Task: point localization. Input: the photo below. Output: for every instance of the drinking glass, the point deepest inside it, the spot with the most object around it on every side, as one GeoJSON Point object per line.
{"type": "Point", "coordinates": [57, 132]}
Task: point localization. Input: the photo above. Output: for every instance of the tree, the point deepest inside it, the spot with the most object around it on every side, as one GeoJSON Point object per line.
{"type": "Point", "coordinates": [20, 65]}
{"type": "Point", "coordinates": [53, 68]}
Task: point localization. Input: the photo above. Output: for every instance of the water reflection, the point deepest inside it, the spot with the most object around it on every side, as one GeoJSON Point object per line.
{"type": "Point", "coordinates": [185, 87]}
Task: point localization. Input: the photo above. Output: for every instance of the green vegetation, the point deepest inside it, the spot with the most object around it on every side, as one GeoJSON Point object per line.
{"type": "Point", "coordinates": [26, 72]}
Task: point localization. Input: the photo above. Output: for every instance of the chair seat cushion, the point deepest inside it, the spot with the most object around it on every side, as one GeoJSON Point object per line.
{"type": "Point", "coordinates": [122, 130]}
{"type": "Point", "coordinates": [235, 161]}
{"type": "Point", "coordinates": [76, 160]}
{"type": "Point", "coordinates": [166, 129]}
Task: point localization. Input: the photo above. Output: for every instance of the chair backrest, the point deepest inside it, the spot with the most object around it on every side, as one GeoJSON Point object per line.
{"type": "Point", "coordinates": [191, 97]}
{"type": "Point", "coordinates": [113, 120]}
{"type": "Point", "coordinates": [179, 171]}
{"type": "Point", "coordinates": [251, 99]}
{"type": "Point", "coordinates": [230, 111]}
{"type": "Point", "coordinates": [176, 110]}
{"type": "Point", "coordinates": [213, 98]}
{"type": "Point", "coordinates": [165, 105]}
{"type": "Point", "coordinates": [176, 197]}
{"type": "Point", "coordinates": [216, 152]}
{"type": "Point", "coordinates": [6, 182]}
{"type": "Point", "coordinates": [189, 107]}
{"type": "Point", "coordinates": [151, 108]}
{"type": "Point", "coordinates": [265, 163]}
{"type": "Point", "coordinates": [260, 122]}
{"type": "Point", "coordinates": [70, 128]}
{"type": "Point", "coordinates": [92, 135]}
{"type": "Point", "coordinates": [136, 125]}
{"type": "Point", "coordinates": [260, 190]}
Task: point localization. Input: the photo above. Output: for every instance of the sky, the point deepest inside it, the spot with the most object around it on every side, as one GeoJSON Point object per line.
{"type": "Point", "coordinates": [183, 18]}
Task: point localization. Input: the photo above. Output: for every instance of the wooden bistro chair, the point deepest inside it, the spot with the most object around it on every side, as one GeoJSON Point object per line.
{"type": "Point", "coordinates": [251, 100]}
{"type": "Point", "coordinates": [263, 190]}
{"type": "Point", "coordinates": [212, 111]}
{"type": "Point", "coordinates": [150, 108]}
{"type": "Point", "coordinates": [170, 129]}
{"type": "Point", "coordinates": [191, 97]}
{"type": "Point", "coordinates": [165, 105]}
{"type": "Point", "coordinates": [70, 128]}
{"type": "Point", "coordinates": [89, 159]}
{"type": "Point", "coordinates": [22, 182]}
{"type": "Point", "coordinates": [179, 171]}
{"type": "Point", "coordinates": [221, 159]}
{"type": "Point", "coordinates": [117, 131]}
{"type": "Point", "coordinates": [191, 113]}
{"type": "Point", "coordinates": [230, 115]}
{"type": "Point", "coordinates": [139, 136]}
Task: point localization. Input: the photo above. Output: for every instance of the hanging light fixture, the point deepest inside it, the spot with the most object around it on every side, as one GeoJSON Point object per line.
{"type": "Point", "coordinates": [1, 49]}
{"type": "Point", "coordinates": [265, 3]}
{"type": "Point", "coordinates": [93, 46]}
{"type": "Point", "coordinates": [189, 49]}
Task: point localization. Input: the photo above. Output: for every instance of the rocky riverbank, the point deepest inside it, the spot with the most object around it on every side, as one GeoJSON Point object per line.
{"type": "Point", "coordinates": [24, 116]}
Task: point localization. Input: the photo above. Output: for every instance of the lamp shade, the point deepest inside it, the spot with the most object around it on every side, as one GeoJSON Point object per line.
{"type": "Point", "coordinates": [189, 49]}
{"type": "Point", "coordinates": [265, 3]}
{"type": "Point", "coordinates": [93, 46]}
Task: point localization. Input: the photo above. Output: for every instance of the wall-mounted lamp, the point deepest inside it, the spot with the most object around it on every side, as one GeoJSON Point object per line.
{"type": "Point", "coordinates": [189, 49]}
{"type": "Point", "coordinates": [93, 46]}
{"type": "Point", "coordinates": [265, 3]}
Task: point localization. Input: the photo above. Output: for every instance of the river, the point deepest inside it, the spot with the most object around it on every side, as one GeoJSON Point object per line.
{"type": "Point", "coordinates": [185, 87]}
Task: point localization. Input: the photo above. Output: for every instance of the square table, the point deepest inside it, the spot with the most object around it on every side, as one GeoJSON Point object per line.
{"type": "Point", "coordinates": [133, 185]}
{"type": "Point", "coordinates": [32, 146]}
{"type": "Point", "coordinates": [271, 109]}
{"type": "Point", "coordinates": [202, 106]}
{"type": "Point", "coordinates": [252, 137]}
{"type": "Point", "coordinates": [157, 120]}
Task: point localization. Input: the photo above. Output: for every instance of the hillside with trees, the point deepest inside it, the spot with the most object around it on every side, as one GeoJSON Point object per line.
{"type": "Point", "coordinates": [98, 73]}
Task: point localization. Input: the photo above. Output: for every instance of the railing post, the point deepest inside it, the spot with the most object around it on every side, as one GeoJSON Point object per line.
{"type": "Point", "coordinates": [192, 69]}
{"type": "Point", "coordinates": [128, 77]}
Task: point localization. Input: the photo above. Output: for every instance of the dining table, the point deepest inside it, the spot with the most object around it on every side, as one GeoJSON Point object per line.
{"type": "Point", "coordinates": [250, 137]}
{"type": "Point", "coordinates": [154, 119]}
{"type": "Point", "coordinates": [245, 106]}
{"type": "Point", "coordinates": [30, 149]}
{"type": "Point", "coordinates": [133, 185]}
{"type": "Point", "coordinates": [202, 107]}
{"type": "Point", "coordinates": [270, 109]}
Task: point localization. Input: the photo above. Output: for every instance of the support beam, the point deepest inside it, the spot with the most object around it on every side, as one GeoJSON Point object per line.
◇ ◇ ◇ ◇ ◇
_The problem_. Reproduce only those lines of the entries above that run from the line with "of the railing" to the final line.

_Task solution_.
Task: point localization. Input: the photo above. Output: for every instance of the railing post, the point deepest inside it, the spot with the most object around it on every side, as one GeoJSON Point object per line.
{"type": "Point", "coordinates": [192, 69]}
{"type": "Point", "coordinates": [128, 77]}
Task: point localization. Input: the photo above. Output: for every instance of the dining table, the point deepest inside it, the spot with the most object around it on every side, as one GeoJSON Point object per line.
{"type": "Point", "coordinates": [250, 137]}
{"type": "Point", "coordinates": [154, 119]}
{"type": "Point", "coordinates": [245, 106]}
{"type": "Point", "coordinates": [30, 149]}
{"type": "Point", "coordinates": [133, 185]}
{"type": "Point", "coordinates": [202, 107]}
{"type": "Point", "coordinates": [270, 109]}
Task: point localization. Input: the photo above. Output: for every instance of the support beam, the point deepest inside it, the spot with the most object around it on every side, as one GeoJSON Point object per line.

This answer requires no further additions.